▶ **Exercise input**:
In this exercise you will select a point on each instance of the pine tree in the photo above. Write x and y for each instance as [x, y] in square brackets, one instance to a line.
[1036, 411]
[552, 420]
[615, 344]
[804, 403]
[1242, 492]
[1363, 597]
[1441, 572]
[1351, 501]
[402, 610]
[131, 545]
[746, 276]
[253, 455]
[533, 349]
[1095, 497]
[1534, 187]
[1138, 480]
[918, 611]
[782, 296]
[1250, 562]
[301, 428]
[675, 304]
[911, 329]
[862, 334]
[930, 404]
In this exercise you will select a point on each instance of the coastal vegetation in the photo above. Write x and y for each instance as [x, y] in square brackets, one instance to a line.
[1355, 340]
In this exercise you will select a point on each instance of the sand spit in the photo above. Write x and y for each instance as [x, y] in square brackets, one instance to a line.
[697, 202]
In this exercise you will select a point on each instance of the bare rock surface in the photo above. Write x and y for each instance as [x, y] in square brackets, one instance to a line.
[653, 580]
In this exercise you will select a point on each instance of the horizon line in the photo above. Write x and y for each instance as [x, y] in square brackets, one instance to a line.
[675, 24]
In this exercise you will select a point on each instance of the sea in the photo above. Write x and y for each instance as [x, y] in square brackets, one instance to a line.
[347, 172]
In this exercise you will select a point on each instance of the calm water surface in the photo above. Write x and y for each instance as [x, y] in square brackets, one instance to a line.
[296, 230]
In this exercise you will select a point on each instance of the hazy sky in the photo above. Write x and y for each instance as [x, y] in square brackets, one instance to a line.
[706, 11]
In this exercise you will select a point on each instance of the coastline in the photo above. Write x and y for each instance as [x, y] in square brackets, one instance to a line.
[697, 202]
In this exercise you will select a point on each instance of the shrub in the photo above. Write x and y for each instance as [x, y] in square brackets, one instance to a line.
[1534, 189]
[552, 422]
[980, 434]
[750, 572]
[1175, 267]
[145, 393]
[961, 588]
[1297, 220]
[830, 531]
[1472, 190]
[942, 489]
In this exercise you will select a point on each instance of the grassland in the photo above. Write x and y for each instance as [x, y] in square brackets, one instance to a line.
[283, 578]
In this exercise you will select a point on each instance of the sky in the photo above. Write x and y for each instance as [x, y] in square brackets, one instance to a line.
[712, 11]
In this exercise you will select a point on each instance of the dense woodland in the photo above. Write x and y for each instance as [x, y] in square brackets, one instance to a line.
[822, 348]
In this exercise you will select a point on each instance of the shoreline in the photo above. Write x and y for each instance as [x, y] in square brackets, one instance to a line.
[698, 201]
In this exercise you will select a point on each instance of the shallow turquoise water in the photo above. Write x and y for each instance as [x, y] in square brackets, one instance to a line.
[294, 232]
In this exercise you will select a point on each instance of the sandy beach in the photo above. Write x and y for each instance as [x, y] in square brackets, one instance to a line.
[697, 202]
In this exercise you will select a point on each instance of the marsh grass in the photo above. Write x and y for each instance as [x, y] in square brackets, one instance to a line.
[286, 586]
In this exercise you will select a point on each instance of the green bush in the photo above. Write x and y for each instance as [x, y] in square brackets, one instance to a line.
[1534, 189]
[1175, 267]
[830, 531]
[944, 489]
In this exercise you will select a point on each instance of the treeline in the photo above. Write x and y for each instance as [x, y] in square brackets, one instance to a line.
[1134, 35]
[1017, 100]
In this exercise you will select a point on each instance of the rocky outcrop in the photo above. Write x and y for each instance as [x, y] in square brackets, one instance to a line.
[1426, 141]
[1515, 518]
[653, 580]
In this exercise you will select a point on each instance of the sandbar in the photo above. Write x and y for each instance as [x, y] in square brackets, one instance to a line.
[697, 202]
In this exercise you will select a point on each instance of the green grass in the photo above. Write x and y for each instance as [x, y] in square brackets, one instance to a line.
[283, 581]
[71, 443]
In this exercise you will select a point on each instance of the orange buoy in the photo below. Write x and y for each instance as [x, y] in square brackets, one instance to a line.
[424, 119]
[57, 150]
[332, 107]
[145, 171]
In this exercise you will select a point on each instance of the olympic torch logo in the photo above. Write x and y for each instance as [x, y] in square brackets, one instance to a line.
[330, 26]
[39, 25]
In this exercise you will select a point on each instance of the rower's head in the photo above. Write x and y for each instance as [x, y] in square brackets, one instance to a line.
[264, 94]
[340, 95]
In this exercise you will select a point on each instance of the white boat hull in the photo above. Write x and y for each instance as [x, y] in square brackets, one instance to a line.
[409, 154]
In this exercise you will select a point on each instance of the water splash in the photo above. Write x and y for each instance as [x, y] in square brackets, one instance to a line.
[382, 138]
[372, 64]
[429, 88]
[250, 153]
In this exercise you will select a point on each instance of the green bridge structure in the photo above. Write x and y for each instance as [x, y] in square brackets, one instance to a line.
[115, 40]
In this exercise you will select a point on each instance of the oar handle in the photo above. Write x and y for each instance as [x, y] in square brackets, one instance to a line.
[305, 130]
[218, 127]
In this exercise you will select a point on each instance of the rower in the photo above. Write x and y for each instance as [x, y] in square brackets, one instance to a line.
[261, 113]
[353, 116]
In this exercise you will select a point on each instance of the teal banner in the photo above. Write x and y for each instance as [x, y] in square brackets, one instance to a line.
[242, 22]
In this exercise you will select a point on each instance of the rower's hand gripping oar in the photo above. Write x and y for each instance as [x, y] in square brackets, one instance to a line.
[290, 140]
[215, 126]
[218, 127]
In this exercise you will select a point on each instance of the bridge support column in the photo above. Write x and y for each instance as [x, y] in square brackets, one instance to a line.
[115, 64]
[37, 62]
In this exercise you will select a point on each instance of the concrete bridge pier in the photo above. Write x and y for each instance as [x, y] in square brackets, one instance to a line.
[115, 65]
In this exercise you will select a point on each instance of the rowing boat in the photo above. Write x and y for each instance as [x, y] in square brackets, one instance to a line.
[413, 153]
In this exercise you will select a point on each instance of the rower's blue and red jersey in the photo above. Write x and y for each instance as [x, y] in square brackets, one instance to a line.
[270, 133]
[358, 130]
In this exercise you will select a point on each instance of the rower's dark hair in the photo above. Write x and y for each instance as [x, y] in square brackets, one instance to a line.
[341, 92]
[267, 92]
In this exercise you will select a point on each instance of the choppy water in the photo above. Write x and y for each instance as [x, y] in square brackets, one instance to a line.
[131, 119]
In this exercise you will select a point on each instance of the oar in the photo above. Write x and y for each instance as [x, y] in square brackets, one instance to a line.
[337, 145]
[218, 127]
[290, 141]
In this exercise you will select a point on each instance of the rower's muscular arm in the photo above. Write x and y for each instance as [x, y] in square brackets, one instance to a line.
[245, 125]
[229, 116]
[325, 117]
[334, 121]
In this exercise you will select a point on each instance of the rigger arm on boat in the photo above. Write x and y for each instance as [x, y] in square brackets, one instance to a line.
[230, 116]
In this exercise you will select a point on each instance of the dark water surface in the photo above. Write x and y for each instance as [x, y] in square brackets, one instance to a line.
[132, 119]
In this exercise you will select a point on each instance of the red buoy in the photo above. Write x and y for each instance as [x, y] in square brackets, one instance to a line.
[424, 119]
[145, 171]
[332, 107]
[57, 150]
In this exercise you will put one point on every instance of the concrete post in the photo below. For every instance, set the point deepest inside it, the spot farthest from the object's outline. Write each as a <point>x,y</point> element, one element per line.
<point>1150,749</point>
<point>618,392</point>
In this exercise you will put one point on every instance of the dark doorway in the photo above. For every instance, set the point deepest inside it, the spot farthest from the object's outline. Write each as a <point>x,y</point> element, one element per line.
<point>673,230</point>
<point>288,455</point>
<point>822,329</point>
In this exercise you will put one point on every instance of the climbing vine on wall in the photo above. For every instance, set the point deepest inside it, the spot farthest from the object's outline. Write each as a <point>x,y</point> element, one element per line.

▶ **Aim**: Revise every one of the rows above by replacing "In this exercise" with "For this task", and keep everything else unchanged.

▶ **Task result**:
For this task you will select a point on each instance of the pine tree in the photo above. Write x and y for each instance as [x, y] in square brackets, one instance to a line.
[1036, 411]
[552, 420]
[615, 344]
[804, 403]
[1242, 492]
[1363, 597]
[1441, 572]
[1351, 501]
[402, 610]
[131, 545]
[746, 276]
[253, 455]
[533, 349]
[1095, 497]
[1534, 187]
[1138, 480]
[918, 611]
[782, 296]
[1250, 562]
[301, 428]
[675, 304]
[911, 329]
[862, 334]
[930, 404]
For this task you will select a point on each instance of the coastal vegetation in the photo above. Write x and y for each instance as [x, y] in square brackets, one instance to a line.
[1355, 340]
For this task you will select a point on each instance of the sand spit in the photo above. Write x and y for each instance as [x, y] in square brackets, one instance to a line.
[697, 202]
For this task you will select a point on each instance of the bare rock surface in the photo above. Write x and y for each instance as [x, y] in square brackets, one instance to a line.
[653, 580]
For this task you will select a point on each instance of the horizon line in the photo above. Write x and y for each instance as [x, y] in square brackets, one instance to a line.
[675, 24]
For this task you will select a point on each instance of the sea in the photo above. Write x and y for each instance as [x, y] in square brackets, one instance to a line.
[347, 172]
For this task you will select a point on each instance of the calm water surface in the photo above. Write x and y for each instance as [x, y] in square brackets, one instance to a line.
[296, 230]
For this task you will select a point on each instance of the hazy sky in the photo above. Write x and y for each instance as [x, y] in square brackets, one instance to a line.
[706, 11]
For this task you will select a point on each instance of the coastline in the photo above. Write x and y for each instance as [x, y] in square brackets, one instance to a line.
[697, 202]
For this task you will select a point on each instance of the shrub in the photo above. Write x and y for each instance as [x, y] in square brackets, one instance to a line.
[1534, 189]
[552, 422]
[980, 434]
[750, 572]
[1175, 267]
[145, 393]
[961, 588]
[1297, 220]
[830, 531]
[1472, 190]
[942, 489]
For this task you will select a point on each instance of the grassland in the photo above. Write x and y for each instance as [x, y] in square brackets, one instance to a line.
[283, 578]
For this task you will select a point on each instance of the sky in the photo above. Write x and y for each instance as [x, y] in square brackets, one instance to a line.
[712, 11]
For this task you will select a point on each instance of the dense woodland in the photo above. Write x and y for each instance as [x, y] in square brackets, one instance to a line.
[822, 348]
For this task you will select a point on each instance of the shoreline in the photo above. Write x and y for each instance as [x, y] in square brackets, one instance to a line.
[698, 201]
For this task you will select a point on each instance of the shallow turquoise water in the photo above. Write x and y for each instance as [x, y] in square brackets, one instance to a line.
[294, 232]
For this task you will select a point on each instance of the sandy beach in the photo above. Write x and y for each instance as [x, y] in square brackets, one instance to a line.
[697, 202]
For this task you will select a point on each instance of the marsh grass in the photo above. Write x and y for each instance as [x, y] in square brackets, one instance to a line.
[286, 586]
For this task you will select a point on each instance of the green bush in the photo above. Write x and y for each instance as [x, y] in square brackets, one instance to a line.
[1534, 189]
[1175, 267]
[830, 531]
[944, 489]
For this task you will select a point on each instance of the treeline in the photo above. Write x and y for each instance as [x, y] in square brackets, one instance to a line.
[1134, 35]
[1017, 100]
For this task you will select a point on each instance of the rocky outcrop in the photo above. Write x and y for each instance as [x, y] in square brackets, one instance to a line.
[1426, 141]
[1515, 518]
[653, 580]
For this task you will select a point on each instance of the sandbar in the photo above. Write x and y for each instance as [x, y] in square brackets, one instance to a line.
[697, 202]
For this task you will select a point on each instance of the green grass in the photo above. Write x and y for each instance as [x, y] in square brackets, one instance to a line.
[283, 581]
[71, 443]
For this task you will select a point on each instance of the orange buoy in the photo below. Write x and y for each instance as [x, y] in square brackets, one instance to a line.
[424, 119]
[57, 150]
[332, 107]
[145, 171]
For this task you will select a point on each instance of the olympic torch logo in the photo above. Write x and y for each instance as [x, y] in square brackets, one instance to a line.
[330, 26]
[39, 25]
For this task you will select a point on each instance of the rower's head in the photo above. Write x and y for each instance as [x, y] in square brackets, one instance to a line.
[264, 94]
[340, 95]
For this task you will select a point on each instance of the white boat hull in the photo above. Write x and y for each instance as [x, y] in square brackets, one instance to a line.
[409, 154]
For this task you will select a point on each instance of the water splash in the photo above. Write x and y for each instance as [x, y] in square brackets, one instance to a line.
[382, 138]
[372, 64]
[429, 88]
[250, 153]
For this task you will select a point on each instance of the green bridge structure in the photo above. Write x and y for each instance as [x, y] in square brackets, one instance to a line.
[115, 40]
For this task you will select a point on each instance of the oar handle in the photo above. Write x and y for each instance as [x, y] in square brackets, one instance to a line.
[305, 130]
[218, 127]
For this task you will select a point on each instance of the rower in the photo above. Write x and y for each instance as [x, y] in square brackets, one instance to a line.
[261, 113]
[353, 116]
For this task you will select a point on each instance of the teal banner in the photo above. Write x and y for each instance as [x, y] in square brackets, one instance to a line.
[242, 22]
For this task you will select a point on each instance of the rower's hand gripping oar in the photo above. Write x and y for each instance as [x, y] in square brackets, one instance to a line.
[290, 140]
[215, 126]
[218, 127]
For this task you will select a point on each instance of the bridge support column in the photo above. Write x and y for each instance as [x, y] in square brackets, one instance to a line.
[115, 64]
[37, 62]
For this task you will select a point on each instance of the concrete bridge pier in the photo above. Write x and y for each instance as [x, y] in square brackets, one instance to a line.
[115, 65]
For this task you will select a point on each instance of the rowing boat in the photo above. Write x and y for each instance as [x, y] in square brackets, one instance to a line.
[413, 153]
For this task you will select a point on each instance of the rower's blue and red jersey in the photo above. Write x and y for each instance as [x, y] in square brackets, one instance to a line.
[270, 133]
[358, 130]
For this task you will select a point on each instance of the rower's dark hair in the photo above. Write x and y for each instance as [x, y] in square brackets, one instance to a line.
[341, 92]
[267, 92]
For this task you will select a point on each instance of the choppy water in the photo above. Write x and y for each instance as [x, y] in square brackets, one instance to a line.
[131, 119]
For this task you will select a point on each instance of the oar in the photo above. Write x and y for each instance as [x, y] in square brackets, one instance to a line.
[337, 145]
[218, 127]
[290, 141]
For this task you will select a point on each instance of the rower's muscular arm in the photo above. Write x and y for each instance as [x, y] in square brackets, one instance to a line.
[245, 125]
[229, 116]
[325, 117]
[334, 121]
For this task you will select a point on each instance of the rigger arm on boat in the photo above. Write x and y for each instance as [x, y] in square brackets, one instance to a line.
[230, 116]
For this task you will select a point on each instance of the dark water surface in the photo above. Write x and y for each instance as [x, y] in square brackets, one instance to a line.
[132, 119]
For this task you will select a point on each instance of the red buoy in the photo above. Write x and y for each instance as [x, y] in square brackets, one instance to a line.
[424, 119]
[145, 171]
[332, 107]
[57, 150]
For this task you will put one point on every instance of the concrete post in the photo below. For every instance, set the point deepest inside it, the spot farthest from the object's outline. Write each as a <point>x,y</point> element, one element per line.
<point>1150,749</point>
<point>618,392</point>
For this task you will put one point on every instance of the dark doorway in the photo above. For every instance, set the point deepest inside it, the spot farthest from the object's outline. Write each as a <point>x,y</point> element, one element per line.
<point>673,230</point>
<point>288,455</point>
<point>822,329</point>
For this task you will put one point on every instance of the climbing vine on wall in the photo above. For every instance, set the point deepest inside it, the spot farthest from the object's outline. Write each as a <point>x,y</point> element, one element per line.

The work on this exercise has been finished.